:: TEXTAUSZUG ::

Fleischerhandwerk

Ein Herz wie ein Bergwerk

Morgens um fünf steht er auf. Kurze Zeit später bringt er in seinem Betrieb alles in Gang. Er ist der Motor. Ohne ihn läuft nichts. Er führt die Berufsbezeichnung Metzgermeister. Doch ob er das wirklich ist, so im Herzen, weiß er nicht. Wahrscheinlich schon irgendwie. Aber halt nur irgendwie. Er hat einen eigenen Betrieb, in dem er fast alles, was er in seinem Ladengeschäft verkauft, selber herstellt. Das ist sein Anspruch. Etwas verkaufen, war andere produziert haben, bei dem er nicht weiß, wie, das kommt für den Mann mit den hohen Qualitätsansprüchen nicht in Frage. Doch er kann soviel mehr als hervorragende Wurst machen.

Sein Name ist Tom Schlotter

Jahrelang reiste er als Fachberater einer namhaften Gewürzfirma durch Deutschland. Er hat anderen Metzgermeistern und Wurstproduzenten erzählt, wie man gute Wurst macht. Er sorgte für die richtigen Gewürze, für die richtigen Zutaten, für die richtige Mischung. Bei Problemen in der Produktion fand er die Lösung. Er war Experte auf seinem Gebiet. Irgendwann wollte er seine eigene Wurst machen, nicht immer nur anderen erzählen, wie es geht. Also eröffnet er eine Metzgerei in Beimerstetten, nahe Ulm. Schnell kennen ihn die Menschen hier, lernen ihn kennen. Denn Thomas Schlotter macht keine halben Sachen. Er gibt Vollgas. Es ist schwierig, in einem Ort mit ihm zu wohnen und ihn nicht zu kennen. Er ist für seine Kunden da. Als Kundenberater, der er einmal war, fällt ihm das nicht schwer. Er liest den Hausfrauen die Wünsche von den Augen ab, sieht sofort, wenn ein Feinschmecker seinen Laden betritt. Er preist die Preziosen seines Handwerks. Er macht allen alles schmackhaft. Und wer einmal bei ihm war, kommt wieder. Das Geschäft läuft gut.

:::
:: AUSZÜGE AUS EINTRÄGEN ::

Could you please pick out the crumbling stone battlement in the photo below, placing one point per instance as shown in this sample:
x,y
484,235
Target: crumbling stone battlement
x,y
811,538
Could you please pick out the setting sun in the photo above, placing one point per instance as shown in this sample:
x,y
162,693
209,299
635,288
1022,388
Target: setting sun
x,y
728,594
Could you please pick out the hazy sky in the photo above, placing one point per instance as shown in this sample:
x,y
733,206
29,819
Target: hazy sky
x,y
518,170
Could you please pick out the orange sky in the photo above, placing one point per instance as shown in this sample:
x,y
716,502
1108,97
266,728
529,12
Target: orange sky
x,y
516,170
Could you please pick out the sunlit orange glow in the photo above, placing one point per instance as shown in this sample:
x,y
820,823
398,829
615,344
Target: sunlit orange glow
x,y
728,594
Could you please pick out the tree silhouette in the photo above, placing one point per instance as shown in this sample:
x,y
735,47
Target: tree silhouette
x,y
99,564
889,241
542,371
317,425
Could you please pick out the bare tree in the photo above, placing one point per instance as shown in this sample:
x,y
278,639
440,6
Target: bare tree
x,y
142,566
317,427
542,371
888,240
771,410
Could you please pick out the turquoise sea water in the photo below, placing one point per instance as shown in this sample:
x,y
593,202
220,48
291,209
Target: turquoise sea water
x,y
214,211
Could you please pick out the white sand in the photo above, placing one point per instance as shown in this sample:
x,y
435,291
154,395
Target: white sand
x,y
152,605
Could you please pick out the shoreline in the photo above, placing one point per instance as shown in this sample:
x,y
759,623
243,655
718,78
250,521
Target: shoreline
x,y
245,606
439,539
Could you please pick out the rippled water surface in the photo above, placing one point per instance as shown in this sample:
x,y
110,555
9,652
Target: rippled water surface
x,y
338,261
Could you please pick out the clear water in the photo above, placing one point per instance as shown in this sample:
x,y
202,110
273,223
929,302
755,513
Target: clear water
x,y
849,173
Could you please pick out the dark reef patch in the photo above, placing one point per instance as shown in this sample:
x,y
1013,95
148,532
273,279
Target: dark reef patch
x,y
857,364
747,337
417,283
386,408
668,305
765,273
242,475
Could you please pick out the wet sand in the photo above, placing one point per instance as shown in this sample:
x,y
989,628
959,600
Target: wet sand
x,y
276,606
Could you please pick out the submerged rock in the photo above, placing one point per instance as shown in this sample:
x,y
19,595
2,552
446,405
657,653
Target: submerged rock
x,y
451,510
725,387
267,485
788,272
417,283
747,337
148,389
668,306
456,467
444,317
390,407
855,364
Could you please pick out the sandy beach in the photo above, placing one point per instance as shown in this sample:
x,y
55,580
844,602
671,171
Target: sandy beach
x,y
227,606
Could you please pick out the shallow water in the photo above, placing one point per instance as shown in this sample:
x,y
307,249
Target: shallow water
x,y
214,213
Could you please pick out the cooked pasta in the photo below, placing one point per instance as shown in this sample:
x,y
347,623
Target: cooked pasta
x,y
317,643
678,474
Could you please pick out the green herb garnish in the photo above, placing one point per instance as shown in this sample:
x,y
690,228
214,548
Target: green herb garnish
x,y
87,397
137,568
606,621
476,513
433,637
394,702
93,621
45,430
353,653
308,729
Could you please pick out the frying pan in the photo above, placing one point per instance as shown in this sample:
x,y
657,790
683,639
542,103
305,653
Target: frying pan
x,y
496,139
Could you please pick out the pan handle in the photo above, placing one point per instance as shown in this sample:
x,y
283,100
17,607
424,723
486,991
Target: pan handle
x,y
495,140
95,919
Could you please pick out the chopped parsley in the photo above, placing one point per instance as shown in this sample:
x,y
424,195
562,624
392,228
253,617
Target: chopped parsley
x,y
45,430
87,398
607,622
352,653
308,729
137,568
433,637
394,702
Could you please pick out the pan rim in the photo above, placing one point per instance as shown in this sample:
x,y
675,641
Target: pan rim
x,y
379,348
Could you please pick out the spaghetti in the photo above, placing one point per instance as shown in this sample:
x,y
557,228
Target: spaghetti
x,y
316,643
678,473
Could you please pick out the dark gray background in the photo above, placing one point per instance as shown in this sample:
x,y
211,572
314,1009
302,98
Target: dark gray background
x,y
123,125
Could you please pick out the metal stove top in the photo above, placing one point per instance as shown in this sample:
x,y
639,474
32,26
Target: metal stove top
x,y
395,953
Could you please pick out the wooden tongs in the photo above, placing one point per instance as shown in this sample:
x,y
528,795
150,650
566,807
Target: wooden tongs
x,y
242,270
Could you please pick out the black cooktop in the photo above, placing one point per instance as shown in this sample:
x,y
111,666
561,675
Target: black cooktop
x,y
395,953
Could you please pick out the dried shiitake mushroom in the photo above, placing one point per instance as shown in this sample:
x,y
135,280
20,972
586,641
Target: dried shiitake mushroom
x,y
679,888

:::

● AUFGABEN
1. Nennen Sie alle Dinge, für die Tom Schlotter laut dem Text über den Metzgermeister als Fachberater der Gewürzfirma sorgte.
2. Schreiben Sie den Text über den Metzgermeister im Anschluss an den Satz „Das Geschäft läuft gut.“ weiter.

● SCHRIFTLICHE ANTWORTEN
1. Die richtigen Gewürze, die richtigen Zutaten und die richtige Mischung.

2.
Tom ist Feuerwehrmann

Wer ihn besser kennt, nennt ihn Tom. Tom ist Feuerwehrmann. Im Leben wie im Ernstfall. Wenn in Beimerstetten die Sirenen heulen, springt er in sein Auto. Es gibt bestimmt ruhigere Einsatzgebiete als die Gegend um Beimerstetten. Wer die Einsatzpläne der Freiwilligen Feuerwehr dort studiert, findet in besonderer Häufigkeit die Einsatzbeschreibung “Bahnunfall“. Unfälle, die keine sind. Schienensuizide häufen sich in der Gegend. Der Feuerwehrmann Tom Schlotter spricht selten darüber, am liebsten gar nicht: “Gott sei Dank passiert das meist in der Dunkelheit, dann sind die Bilder, die sich im Gehirn festbrennen, nicht so deutlich.” Er schweigt. Wenn ein Mann, der sonst gerne und viel redet, plötzlich nichts mehr sagt, dann ist die Botschaft umso eindringlicher. Dann sind es die Bilder in seinem Kopf, die sprechen. Bilder, die er mit niemandem teilt.

Tom ist Musiker

Doch im nächsten Moment fängt er an zu singen: “Weust’ a Herz host wie a Bergwerk…” und lacht. Tom Schlotter ist auch Musiker, ist die eine Hälfte der Band TomFux. “Wellnessmucke pur”, so der Untertitel des im Ulmer Land berühmt berüchtigten Erfolgsduos. Wellnessmucke klingt wie Selbstmedikation, ist Selbstmedikation. Musik machen, hintern Keyboard stehen und singen, ist für den Metzgermeister und Feuerwehrmann Tom Schlotter wie ein Sprudelbad für die Seele, wie ein Sprung in den kalten Bottich nach einem Saunagang. Mitunter steht er zusammen mit Ralf Fuchs, alias Fux, fünf Stunden auf der Bühne und heizt die Massen an. 120 bis 130 Songs an einem Abend sind für die beiden Standard. Solange das Publikum um Zugabe bettelt, wird sie gegeben. Und das Publikum ist ausdauernd. Wenn dann die Stecker am Keyboard gezogen sind, ist es Tom Schlotter, der mit seinen Fans am Tresen steht und weiter singt.

Bin ich depp?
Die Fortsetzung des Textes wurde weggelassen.